■ **Objective**: Starting with the line that contains "Note to the class: find the red balloon", reproduce each line through the end of the entries exactly as written.

■ **Information given**:

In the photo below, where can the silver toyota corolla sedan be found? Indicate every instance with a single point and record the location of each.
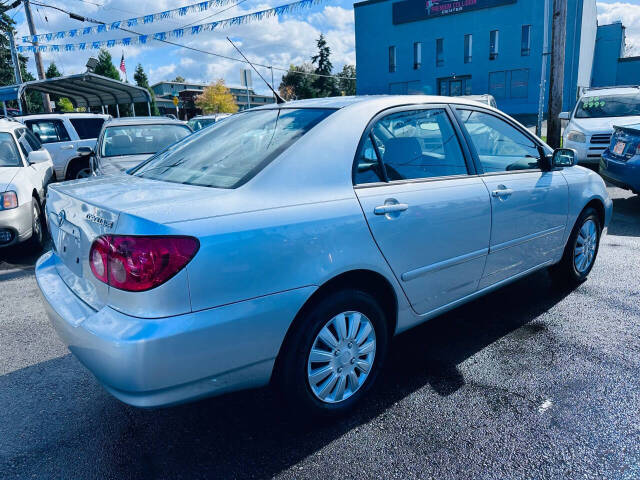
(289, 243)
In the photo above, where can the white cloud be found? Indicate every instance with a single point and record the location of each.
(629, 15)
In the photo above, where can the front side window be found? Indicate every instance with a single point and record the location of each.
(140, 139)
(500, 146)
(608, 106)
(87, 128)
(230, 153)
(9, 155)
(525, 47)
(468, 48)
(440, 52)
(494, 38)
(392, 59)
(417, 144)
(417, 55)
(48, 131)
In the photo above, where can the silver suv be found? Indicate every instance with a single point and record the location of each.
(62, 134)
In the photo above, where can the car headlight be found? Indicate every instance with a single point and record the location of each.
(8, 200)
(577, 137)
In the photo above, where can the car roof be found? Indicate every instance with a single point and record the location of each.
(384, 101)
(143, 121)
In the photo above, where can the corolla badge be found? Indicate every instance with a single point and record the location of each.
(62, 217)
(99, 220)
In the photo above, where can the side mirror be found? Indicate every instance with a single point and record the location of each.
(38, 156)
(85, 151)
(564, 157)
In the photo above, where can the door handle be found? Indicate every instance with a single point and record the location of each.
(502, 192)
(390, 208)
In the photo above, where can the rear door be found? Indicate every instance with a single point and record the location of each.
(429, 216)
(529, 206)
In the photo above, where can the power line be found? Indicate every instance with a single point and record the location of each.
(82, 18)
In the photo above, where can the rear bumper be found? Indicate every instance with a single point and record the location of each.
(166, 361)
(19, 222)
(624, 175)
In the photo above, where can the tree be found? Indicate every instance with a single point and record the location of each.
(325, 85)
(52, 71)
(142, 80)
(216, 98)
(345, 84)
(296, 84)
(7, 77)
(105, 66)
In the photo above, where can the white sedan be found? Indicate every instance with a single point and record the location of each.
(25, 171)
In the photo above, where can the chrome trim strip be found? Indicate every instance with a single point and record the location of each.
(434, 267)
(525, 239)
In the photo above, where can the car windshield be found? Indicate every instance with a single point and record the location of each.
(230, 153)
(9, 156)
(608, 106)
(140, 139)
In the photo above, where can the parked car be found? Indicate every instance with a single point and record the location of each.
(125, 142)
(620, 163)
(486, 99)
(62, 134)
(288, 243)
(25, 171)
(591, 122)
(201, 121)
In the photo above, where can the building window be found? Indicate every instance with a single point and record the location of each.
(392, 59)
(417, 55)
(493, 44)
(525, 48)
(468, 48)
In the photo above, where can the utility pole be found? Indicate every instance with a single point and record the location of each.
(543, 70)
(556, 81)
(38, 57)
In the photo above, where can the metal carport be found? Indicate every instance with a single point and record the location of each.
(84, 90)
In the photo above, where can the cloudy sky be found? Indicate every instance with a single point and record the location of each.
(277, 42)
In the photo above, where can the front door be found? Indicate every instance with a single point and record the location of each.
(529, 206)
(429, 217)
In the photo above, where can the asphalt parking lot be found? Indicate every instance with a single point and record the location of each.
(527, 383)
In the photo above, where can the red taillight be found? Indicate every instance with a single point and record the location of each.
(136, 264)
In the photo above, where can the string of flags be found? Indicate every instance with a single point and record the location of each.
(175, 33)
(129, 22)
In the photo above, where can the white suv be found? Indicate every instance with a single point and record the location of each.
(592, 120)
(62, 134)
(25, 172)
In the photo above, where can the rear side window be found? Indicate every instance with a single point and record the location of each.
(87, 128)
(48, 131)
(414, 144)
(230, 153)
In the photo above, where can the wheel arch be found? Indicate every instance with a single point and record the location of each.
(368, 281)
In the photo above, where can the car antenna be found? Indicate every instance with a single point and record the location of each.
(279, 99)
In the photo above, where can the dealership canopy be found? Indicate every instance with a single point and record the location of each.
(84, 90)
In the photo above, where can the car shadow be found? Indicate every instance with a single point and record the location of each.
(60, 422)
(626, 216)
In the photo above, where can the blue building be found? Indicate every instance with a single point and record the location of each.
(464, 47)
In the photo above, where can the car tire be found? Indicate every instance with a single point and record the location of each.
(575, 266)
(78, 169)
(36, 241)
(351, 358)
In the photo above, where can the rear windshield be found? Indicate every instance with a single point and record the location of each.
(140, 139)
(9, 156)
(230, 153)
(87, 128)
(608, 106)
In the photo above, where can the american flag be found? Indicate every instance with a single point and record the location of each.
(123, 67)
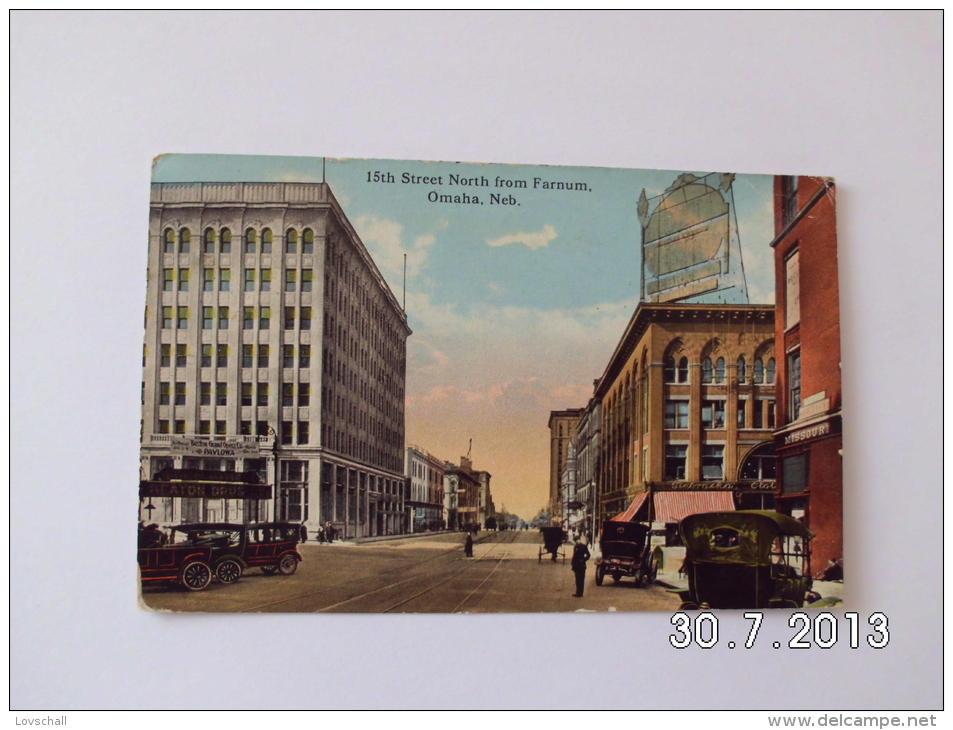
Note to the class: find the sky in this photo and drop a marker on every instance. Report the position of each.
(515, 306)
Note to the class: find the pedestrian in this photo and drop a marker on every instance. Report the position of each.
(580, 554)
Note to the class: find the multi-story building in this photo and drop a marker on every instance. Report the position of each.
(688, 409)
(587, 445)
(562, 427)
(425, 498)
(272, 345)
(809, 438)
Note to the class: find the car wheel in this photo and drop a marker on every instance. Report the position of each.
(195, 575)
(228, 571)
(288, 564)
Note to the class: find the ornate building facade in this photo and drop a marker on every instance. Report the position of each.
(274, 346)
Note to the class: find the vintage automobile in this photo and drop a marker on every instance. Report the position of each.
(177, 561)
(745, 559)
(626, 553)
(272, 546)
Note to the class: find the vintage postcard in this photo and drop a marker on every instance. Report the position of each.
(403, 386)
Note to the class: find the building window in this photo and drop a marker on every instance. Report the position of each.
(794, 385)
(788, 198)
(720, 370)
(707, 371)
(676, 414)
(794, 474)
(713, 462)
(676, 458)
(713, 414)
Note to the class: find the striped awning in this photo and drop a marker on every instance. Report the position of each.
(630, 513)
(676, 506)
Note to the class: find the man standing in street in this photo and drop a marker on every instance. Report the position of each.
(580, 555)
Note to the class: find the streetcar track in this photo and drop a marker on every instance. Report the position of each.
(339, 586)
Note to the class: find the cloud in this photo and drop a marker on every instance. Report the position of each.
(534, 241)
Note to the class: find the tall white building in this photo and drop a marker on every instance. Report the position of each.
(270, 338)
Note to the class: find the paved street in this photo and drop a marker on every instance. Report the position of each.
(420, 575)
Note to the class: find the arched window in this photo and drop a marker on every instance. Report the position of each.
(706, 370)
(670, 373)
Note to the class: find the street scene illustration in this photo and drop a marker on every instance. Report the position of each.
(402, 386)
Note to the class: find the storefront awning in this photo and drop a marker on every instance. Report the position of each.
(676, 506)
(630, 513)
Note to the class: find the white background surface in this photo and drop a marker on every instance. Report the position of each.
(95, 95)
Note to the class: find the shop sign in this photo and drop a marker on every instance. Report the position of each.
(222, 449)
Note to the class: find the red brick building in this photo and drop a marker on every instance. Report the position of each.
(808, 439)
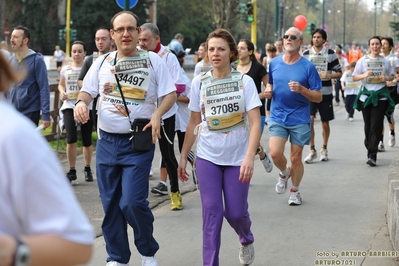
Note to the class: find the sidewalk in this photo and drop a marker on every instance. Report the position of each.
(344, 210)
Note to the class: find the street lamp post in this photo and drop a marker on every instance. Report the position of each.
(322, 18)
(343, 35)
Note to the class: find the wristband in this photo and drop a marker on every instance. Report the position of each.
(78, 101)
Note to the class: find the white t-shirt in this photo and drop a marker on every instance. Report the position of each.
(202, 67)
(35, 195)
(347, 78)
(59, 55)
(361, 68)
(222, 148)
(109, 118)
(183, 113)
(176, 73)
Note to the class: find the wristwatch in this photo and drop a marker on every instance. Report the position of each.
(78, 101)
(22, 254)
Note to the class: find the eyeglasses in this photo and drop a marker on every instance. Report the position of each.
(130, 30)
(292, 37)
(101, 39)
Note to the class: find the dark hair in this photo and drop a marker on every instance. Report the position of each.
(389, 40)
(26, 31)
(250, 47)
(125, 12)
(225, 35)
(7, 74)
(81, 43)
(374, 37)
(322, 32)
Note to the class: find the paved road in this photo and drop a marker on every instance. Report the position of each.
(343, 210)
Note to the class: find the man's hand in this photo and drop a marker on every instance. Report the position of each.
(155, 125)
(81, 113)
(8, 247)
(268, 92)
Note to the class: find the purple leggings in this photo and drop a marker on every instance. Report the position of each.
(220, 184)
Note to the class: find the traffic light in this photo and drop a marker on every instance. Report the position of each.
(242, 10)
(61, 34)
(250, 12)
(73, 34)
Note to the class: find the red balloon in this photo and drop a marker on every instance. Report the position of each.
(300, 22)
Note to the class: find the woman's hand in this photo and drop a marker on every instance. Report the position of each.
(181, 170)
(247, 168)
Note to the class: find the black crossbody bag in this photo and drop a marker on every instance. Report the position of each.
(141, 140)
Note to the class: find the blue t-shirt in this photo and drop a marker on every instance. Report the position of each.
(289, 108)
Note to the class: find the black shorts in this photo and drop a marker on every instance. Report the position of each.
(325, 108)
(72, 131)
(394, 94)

■ **Response to this exercise**:
Note to the class: find the red balloon in this photo and drop a marker on every instance. Report the position of each.
(300, 22)
Note to the class: find the woman's hand in this photo and drop a marker on every instance. Report the position of each.
(181, 170)
(247, 168)
Note to the class: find the black crossbody bag in this photo and drop a marker on every instance. Report the position of each.
(141, 140)
Note to the class: find the blue t-shirt in this photo and drop a marker on every instance. Report the position of each.
(289, 108)
Note to the class: find the black shorts in this photo and drop a marker on every instance. Report the position of each.
(325, 108)
(72, 131)
(394, 94)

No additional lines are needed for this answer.